TASK REQUIREMENTS:
(1) Please print the Sushi generics documentation word for word, from "Automatic Instantiation Detection¶" to "return Result.Ok(b)".
(2) Write the next part of the Sushi generics documentation, picking up right after its final line.

PASSAGE SHOWN:
────────────────────

Automatic Instantiation Detection¶
The compiler automatically detects which generic instantiations are needed from call sites:
fn largest<T>(T a, T b) T:
if (a > b):
return Result.Ok(a)
return Result.Ok(b)
fn main() i32:
# Compiler generates largest() for i32 and for f64
let i32 mi = largest(3, 9).realise(0)
let f64 mf = largest(2.5, 1.5).realise(0.0)
println("{mi} {mf}")
return Result.Ok(0)
Multi-Pass Compilation¶
- Pass 1.5: Collect generic instantiations from call sites
- Pass 1.6: Monomorphize generic types to concrete types
- Pass 1.7: Type resolution with concrete types
- Pass 2: Type validation on specialized code
Code Size Implications¶
Each unique instantiation generates separate code:
let Box<i32> b1 = Box(value: 1) # Box<i32> code
let Box<i64> b2 = Box(value: 2) # Box<i64> code
let Box<string> b3 = Box(value: "3") # Box<string> code
Best practices: - Limit the number of distinct instantiations when possible - Use LLVM optimizations (O2/O3) to deduplicate similar code - Profile code size if binary size is critical
Generic Constraints¶
Sushi supports perk constraints on generic functions through the perks system. (Perk constraints on generic structs and enums are not yet available.)
Function Constraints¶
perk Hashable:
fn hash() u64
fn compute_hash<T: Hashable>(T value) u64:
return Result.Ok(value.hash())

────────────────────

SUPPLIED MATERIAL:
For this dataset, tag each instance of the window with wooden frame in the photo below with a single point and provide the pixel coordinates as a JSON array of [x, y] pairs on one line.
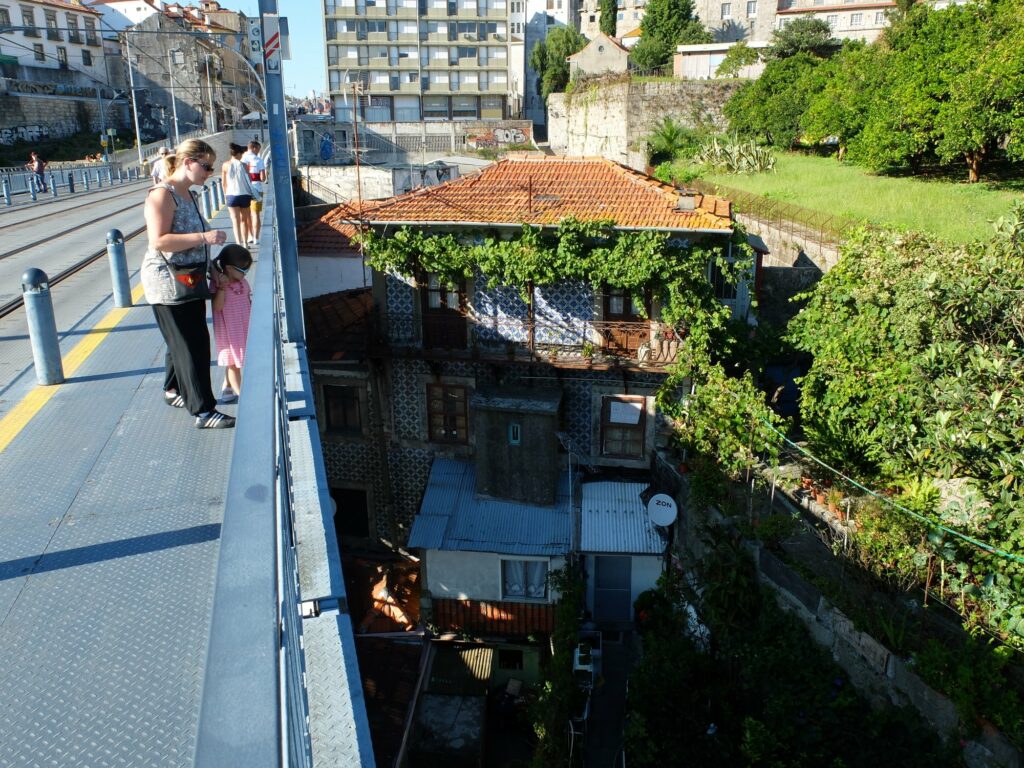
[[624, 422], [342, 410], [446, 414]]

────────────────────

ANSWERS PER TASK:
(1)
Automatic Instantiation Detection¶
The compiler automatically detects which generic instantiations are needed from call sites:
fn largest<T>(T a, T b) T:
if (a > b):
return Result.Ok(a)
return Result.Ok(b)

(2)
Multiple Constraints¶
Use + to require multiple perks. Perk methods return bare values, so they are called
without ??:
fn process<T: Hashable + Displayable>(T item) ~:
let u64 h = item.hash()
let string s = item.display()
println("Hash: {h}, Display: {s}")
return Result.Ok(~)
For more information on perks, see the Perks documentation.
Complete Example¶
Putting several pieces together — generic structs, a generic function, and a perk-constrained function:
perk Describable:
fn describe() string
struct Pair<T, U>:
T first
U second
struct Robot:
string name
extend Robot with Describable:
fn describe() string:
return "Robot {self.name}"
fn make_pair<T, U>(T first, U second) Pair<T, U>:
return Result.Ok(Pair(first: first, second: second))
fn announce<T: Describable>(T item) ~:
println(item.describe())
return Result.Ok(~)
fn main() i32:
let Pair<i32, string> p = make_pair(42, "answer").realise(Pair(first: 0, second: ""))
println("Pair: {p.first}, {p.second}")
let Robot marvin = Robot(name: "Marvin")
announce(marvin)
# Nested generics in a List
let List<Pair<i32, string>> pairs = List.new()
pairs.push(Pair(first: 1, second: "one"))
pairs.push(Pair(first: 2, second: "two"))
println("Stored pairs: {pairs.len()}")
return Result.Ok(0)
Best Practices¶
1. Use Descriptive Type Parameters¶
# Good: clear intent
struct KeyValue<Key, Value>:
Key key
Value value
# Acceptable: single letter for simple cases
struct Box<T>:
T value
2. Provide Concrete Examples¶
# Document with concrete types
# Example: make_pair(42, "answer") returns Pair<i32, string>
fn make_pair<T, U>(T first, U second) Pair<T, U>:
return Result.Ok(Pair(first: first, second: second))
3. Prefer Generic Functions Over Generic Extension Methods¶
Generic functions are more capable than generic extension methods (which cannot extend the
built-in collections; see the warning above). When you need behavior over List<T>, write a
function:
fn list_is_empty<T>(List<T> list) bool:
return Result.Ok(list.len() == 0)
4. Test Multiple Instantiations¶
let Box<i32> b1 = Box(value: 42)
let Box<string> b2 = Box(value: "test")
let Box<bool> b3 = Box(value: true)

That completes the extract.